• [Assigned task] An acceptable answer repeats exactly the line with "<point>358,276</point>" and each line after it through the end of the entries, and includes nothing else.

[Records from a collection]
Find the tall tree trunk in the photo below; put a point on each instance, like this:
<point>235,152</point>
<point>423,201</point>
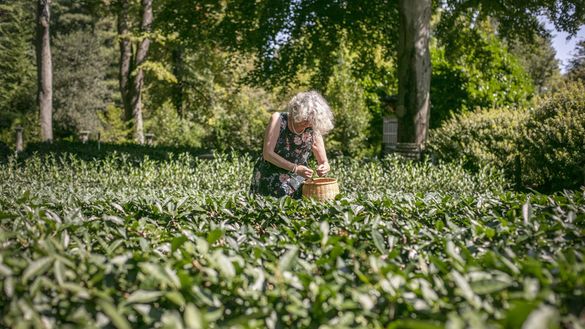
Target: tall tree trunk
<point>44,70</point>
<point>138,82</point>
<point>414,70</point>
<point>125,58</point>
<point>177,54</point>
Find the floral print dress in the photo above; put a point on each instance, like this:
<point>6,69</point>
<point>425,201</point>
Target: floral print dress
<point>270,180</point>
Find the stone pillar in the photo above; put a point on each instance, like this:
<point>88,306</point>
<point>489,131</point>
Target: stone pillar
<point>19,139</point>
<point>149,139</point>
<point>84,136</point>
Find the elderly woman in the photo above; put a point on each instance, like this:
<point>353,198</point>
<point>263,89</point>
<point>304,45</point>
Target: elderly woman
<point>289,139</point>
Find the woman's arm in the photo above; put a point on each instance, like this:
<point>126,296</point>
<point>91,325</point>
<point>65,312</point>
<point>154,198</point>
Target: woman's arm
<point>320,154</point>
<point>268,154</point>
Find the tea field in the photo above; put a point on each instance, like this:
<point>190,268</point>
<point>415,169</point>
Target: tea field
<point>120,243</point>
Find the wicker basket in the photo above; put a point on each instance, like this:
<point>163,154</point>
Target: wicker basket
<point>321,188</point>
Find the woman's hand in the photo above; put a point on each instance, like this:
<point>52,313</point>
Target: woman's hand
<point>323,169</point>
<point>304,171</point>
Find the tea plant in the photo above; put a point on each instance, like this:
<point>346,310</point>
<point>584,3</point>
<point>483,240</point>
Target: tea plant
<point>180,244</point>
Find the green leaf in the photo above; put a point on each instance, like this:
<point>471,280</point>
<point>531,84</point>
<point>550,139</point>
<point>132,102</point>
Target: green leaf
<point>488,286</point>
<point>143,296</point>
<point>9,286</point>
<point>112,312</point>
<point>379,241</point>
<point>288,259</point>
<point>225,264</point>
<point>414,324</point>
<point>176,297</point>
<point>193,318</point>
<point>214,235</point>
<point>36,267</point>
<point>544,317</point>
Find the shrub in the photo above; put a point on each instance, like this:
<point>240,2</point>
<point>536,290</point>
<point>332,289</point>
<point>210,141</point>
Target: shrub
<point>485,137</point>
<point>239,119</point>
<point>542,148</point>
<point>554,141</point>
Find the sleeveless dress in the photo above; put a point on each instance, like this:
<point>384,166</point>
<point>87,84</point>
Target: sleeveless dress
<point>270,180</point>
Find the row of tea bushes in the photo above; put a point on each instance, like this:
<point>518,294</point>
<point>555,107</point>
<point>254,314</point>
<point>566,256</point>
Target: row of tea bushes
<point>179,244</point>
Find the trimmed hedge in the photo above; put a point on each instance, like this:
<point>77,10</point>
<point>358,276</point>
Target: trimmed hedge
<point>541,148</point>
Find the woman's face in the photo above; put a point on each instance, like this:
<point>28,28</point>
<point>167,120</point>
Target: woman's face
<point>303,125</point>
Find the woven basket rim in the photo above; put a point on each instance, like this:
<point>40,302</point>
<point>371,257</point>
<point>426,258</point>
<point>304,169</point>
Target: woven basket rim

• [Answer below]
<point>358,276</point>
Target: trimmed hedge
<point>541,148</point>
Find the woman's face in the photo above; put a point on each instance, like this:
<point>28,28</point>
<point>167,120</point>
Target: woman's face
<point>303,125</point>
Find the woven basket rim in the photo above; put a point on each instance, like this:
<point>40,302</point>
<point>371,257</point>
<point>426,258</point>
<point>304,169</point>
Target: woven basket rim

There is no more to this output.